• PASSAGE GIVEN:
★ ★ ★ ★

Seeing With the Unconditioned Eye

Dharma Discourse by John Daido Loori Roshi
True Dharma Eye, Case 104
Deshan's Enlightenment

Featured in Mountain Record 28.4, Spring 2010

John Daido Loori Roshi (1931-2009) was the abbot of Zen Mountain Monastery and founder of the Mountains and Rivers Order. A successor to Hakuyu Taizan Maezumi Roshi, Daido Roshi was a lineage holder in both the Rinzai and Soto schools of Zen.

The Main Case

Deshan was a scholar of the Diamond Sutra. He heard that the Zen school was widely spreading in the South and wanted to know why. He dissolved his study group, let his students go, and went South, carrying books of commentaries on the sutra. He first visited the monastery of Longtan. Entering the monastery gate, he said, “For a long time I heard about the Dragon Pool (Longtan). But now that I have arrived, I see neither the dragon nor the pool.”

Longtan said, “You have arrived personally at the Dragon Pool.”

★ ★ ★ ★

• DATA EXTRACT:

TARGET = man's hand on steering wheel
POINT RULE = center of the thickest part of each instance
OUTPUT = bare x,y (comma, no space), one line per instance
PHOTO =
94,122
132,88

★ ★ ★ ★

• BRIEF 1:
In the passage on Deshan's enlightenment, which sutra had Deshan studied as a scholar?
• BRIEF 2:
Pick up the passage on Deshan's enlightenment after Longtan's last reply and carry it forward.

• FINAL RESULT 1:
The Diamond Sutra.

• FINAL RESULT 2:
Deshan bowed and walked away. Later that evening he was invited to enter the abbot’s room. Deshan stayed with Longtan until the night was deep.

Longtan said, “Why don’t you take your leave?”

Deshan then said good night, raised the screen, and walked out. Seeing it was dark, he turned around and said, “It’s dark outside.”

Longtan lit a paper lamp and offered it to him. When Deshan was about to take the lamp, Longtan blew out the light.

Deshan suddenly experienced great enlightenment and made a full bow.

Longtan said, “What did you see that made you bow?”

Deshan said, “From now on I will not doubt your words.”

On the following day, Longtan gave a talk in the dharma hall and said, “There is a person here. His fangs are like swords. His mouth is like a tray of blood. When I give him a blow, he does not turn his head. Some day he will get to the top of a solitary peak, stand on my path, and advance.”

Deshan then took out the books of commentaries he was carrying, held up a torch in front of the dharma hall and said, “Investigating commentaries is like placing a hair in the vast emptiness. It is like adding a drop of water to an ocean of essential matters in the world.”

Then he burned his books and bowed.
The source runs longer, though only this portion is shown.